はじめまして!クラウドソリューション開発部の内間木です!

今回は、SORACOM Fluxというサービスを使用して「カメラで特定物体を検知し、メールで即時通知」というシステムを簡単に手順を追って作成していきます。
このブログは、株式会社ソラコム様が提供する「SORACOM Flux」の強力な機能と、その具体的な活用方法についてご紹介します。
SORACOM Fluxを初めて使う方や興味を持たれた方に向けて作成しました!
本ブログを通して、SORACOM Fluxの概要や具体的なシステムの構築方法を習得しましょう!
🔷そもそも「SORACOM Flux」とは?
そもそも「SORACOM Flux」とは何か、疑問をお持ちの方に向けて、本記事ではその概要を簡単に解説していきます。
■SORACOM Fluxとは
株式会社ソラコム様が提供している「ローコードIoTアプリケーション」というサービスになります。
専門的なプログラミング知識が無くても、ブラウザ上での操作によってIoTアプリケーションを構築することができるんですね!まるでパズルを組み立てるように、直感的な操作でシステムを構築できます。

#### 作業目標
上のSORACOM Fluxの記事から、「そもそも「SORACOM Flux」とは何か、疑問をお持」を含む箇所を起点に、「作でシステムを構築できます。」の後で区切り、一字一句そのまま書き写す。

#### 提供データ
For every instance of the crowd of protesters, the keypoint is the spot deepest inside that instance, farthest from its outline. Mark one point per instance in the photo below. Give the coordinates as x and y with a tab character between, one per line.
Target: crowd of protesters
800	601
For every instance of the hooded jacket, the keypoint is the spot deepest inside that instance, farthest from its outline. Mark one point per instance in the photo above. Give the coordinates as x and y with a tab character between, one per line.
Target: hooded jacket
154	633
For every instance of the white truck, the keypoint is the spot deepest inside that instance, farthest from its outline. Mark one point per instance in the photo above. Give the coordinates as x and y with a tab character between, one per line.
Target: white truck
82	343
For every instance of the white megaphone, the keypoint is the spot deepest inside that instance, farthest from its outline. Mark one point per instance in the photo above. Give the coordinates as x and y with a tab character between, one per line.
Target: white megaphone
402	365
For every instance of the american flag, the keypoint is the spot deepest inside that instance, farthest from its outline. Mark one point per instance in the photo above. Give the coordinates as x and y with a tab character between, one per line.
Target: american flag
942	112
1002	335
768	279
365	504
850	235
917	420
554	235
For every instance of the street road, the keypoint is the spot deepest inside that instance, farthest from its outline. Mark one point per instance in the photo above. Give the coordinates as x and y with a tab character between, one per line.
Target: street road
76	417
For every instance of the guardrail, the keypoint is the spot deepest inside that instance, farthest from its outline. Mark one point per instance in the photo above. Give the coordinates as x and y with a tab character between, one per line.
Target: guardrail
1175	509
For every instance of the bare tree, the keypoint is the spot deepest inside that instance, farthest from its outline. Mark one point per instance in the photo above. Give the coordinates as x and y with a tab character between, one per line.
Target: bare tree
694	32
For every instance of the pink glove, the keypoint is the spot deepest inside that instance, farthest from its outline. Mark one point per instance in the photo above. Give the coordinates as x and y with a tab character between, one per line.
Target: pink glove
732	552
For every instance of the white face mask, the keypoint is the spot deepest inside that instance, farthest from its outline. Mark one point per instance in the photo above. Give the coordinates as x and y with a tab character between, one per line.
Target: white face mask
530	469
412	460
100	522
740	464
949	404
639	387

#### 作業結果
そもそも「SORACOM Flux」とは何か、疑問をお持ちの方に向けて、本記事ではその概要を簡単に解説していきます。
■SORACOM Fluxとは
株式会社ソラコム様が提供している「ローコードIoTアプリケーション」というサービスになります。
専門的なプログラミング知識が無くても、ブラウザ上での操作によってIoTアプリケーションを構築することができるんですね!まるでパズルを組み立てるように、直感的な操作でシステムを構築できます。